***** Records for this exercise
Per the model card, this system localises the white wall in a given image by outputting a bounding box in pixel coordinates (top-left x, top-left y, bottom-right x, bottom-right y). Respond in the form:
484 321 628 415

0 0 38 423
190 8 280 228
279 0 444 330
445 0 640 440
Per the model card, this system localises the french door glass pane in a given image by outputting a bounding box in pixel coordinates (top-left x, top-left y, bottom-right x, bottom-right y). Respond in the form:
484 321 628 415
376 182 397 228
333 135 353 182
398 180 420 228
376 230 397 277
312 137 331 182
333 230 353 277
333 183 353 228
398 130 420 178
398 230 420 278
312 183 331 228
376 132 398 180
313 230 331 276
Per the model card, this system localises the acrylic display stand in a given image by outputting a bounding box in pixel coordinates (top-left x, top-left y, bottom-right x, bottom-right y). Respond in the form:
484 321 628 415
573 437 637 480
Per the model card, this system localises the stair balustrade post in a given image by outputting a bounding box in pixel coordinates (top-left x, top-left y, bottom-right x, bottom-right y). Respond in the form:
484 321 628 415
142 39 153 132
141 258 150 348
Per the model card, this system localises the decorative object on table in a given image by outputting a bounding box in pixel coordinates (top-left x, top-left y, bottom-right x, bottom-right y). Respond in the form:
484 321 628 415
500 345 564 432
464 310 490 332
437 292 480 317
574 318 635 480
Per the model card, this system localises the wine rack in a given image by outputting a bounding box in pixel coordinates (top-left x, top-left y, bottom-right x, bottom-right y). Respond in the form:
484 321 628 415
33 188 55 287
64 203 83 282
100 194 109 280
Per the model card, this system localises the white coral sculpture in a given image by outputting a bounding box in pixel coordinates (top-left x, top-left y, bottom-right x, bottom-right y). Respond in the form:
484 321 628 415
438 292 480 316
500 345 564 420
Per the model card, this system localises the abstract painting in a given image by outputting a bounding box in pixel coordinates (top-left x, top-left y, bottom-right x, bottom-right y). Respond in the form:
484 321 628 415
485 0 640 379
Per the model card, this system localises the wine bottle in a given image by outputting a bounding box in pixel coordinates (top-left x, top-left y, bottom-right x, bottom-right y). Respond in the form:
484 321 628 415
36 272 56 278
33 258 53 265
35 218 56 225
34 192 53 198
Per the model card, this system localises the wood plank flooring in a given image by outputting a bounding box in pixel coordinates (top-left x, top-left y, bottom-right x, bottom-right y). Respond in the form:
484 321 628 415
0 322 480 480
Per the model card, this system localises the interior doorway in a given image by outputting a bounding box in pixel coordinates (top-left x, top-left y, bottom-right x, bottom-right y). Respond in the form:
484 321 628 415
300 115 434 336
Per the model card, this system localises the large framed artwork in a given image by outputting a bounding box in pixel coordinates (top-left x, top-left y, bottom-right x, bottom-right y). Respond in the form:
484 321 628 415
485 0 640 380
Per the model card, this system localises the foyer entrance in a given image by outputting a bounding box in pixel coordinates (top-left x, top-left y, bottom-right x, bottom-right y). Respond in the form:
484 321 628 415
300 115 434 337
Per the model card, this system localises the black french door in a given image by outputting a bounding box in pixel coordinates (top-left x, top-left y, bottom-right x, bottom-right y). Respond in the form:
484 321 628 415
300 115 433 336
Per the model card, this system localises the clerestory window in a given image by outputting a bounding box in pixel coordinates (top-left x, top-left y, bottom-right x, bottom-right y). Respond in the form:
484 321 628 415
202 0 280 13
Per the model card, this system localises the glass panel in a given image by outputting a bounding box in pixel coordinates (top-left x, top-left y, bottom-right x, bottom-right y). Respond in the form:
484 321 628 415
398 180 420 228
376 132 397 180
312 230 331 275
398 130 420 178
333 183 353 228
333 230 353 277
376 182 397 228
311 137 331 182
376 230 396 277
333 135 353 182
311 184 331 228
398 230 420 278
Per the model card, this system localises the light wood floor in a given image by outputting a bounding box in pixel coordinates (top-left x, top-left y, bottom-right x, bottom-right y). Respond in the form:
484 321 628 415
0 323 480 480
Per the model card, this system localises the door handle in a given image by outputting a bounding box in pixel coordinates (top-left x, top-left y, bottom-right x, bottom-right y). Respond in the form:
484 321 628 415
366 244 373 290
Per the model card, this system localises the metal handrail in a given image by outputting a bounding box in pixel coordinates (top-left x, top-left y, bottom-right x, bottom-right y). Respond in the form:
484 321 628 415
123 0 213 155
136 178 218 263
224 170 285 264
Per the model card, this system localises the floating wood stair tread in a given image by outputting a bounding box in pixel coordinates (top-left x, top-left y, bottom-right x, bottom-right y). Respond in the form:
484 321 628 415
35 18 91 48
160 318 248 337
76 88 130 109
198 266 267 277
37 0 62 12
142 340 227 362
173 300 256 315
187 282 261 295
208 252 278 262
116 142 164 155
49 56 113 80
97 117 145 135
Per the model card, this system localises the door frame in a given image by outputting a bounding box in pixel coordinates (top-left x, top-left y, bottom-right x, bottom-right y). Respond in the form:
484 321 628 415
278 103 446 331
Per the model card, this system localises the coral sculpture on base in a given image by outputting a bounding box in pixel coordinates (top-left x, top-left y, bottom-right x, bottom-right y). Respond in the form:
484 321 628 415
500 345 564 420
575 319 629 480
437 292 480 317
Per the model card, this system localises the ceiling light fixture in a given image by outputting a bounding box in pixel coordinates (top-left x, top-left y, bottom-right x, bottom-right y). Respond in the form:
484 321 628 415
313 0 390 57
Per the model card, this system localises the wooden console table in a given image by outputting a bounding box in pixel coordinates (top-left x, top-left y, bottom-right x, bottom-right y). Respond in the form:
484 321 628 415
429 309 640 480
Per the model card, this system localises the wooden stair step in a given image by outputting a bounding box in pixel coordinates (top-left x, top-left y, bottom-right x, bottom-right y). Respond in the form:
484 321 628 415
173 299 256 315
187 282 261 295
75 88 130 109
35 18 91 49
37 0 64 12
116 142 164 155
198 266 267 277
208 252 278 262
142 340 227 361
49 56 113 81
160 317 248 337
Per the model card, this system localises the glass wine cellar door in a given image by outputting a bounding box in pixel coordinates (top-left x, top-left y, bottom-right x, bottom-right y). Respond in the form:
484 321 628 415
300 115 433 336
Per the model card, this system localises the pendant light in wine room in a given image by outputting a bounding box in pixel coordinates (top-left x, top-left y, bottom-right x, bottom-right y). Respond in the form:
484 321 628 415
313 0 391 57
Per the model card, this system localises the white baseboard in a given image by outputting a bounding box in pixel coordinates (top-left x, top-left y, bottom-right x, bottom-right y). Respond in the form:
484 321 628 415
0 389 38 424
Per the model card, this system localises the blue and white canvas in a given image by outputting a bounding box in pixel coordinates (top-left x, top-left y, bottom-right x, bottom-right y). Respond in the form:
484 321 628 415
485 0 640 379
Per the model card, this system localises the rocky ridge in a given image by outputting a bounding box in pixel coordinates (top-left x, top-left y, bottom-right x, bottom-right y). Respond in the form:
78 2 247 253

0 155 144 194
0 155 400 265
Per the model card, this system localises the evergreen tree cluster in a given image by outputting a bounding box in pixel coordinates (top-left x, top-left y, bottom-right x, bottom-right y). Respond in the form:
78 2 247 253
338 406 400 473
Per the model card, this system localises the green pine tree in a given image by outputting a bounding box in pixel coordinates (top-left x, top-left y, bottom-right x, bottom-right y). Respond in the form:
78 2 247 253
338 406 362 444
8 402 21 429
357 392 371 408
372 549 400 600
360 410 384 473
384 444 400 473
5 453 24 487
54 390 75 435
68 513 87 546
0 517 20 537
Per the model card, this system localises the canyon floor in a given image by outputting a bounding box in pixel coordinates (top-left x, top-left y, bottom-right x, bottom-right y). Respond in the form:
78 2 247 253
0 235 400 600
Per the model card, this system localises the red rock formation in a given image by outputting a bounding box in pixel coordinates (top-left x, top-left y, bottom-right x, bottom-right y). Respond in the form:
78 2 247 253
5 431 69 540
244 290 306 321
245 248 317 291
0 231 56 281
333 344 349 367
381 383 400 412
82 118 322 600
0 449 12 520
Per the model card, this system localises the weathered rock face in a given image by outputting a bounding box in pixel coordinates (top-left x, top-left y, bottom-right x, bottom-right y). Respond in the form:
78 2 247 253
**********
The request –
Copy the part of the listing that opens with the line containing "Per the model card, this system localises the red" and runs through the end of the listing, substituting "eroded cliff face" for "weathered rock face" and leaving everything else unchanged.

Exercise answer –
Per the model card, this system localises the red rock formation in a given image by outputting a bounding box in pixel coordinates (top-left x, top-left y, bottom-right x, bottom-right y). Respond in the form:
78 2 247 253
5 431 69 540
244 290 306 321
245 248 317 291
0 231 56 281
333 344 349 367
381 383 400 412
82 118 322 600
0 449 12 520
Per the model card, this system localises the eroded cliff face in a given image by outputting a bounding box in pixel coordinates (top-left x, top-left y, bottom-right x, bottom-right y). Respond in the form:
78 2 247 253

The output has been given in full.